__Task to complete__: Check every line below for the word "each" and show those that hold it.

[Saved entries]
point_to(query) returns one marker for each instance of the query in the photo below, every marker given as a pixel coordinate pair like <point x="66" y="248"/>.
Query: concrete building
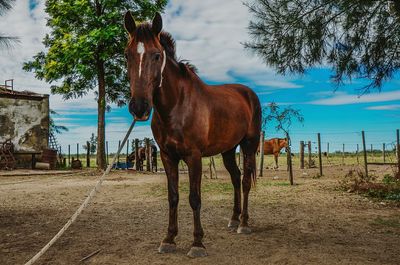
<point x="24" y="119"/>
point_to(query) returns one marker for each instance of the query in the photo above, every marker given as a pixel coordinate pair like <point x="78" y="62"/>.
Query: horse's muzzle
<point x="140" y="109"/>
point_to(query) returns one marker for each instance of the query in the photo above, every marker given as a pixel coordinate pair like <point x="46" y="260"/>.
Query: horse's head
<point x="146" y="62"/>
---
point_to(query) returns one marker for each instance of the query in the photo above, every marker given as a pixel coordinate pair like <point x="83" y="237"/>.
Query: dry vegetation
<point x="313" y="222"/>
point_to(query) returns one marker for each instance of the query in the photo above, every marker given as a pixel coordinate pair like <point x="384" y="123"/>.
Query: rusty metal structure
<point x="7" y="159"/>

__Written response__:
point_to(query) returns one marker for each instance of the query in the photo below, every marker given as a pixel coordinate pair like <point x="66" y="248"/>.
point_to(query) returns one marker for each instance of the query in the photo above, every marker given as a pixel coordinate pair like <point x="78" y="62"/>.
point_to(query) returns one marker for each instance of the query in the photo above, every marker given as a pixel coordinate pair like <point x="46" y="260"/>.
point_to(query) returns one marker for each instance of the query in the photo above, every marker given as a pixel coordinate pair like <point x="83" y="237"/>.
point_to(query) returns one marker for each instance of the query in the photo above, every marker given as a pixel coordinate pair like <point x="384" y="123"/>.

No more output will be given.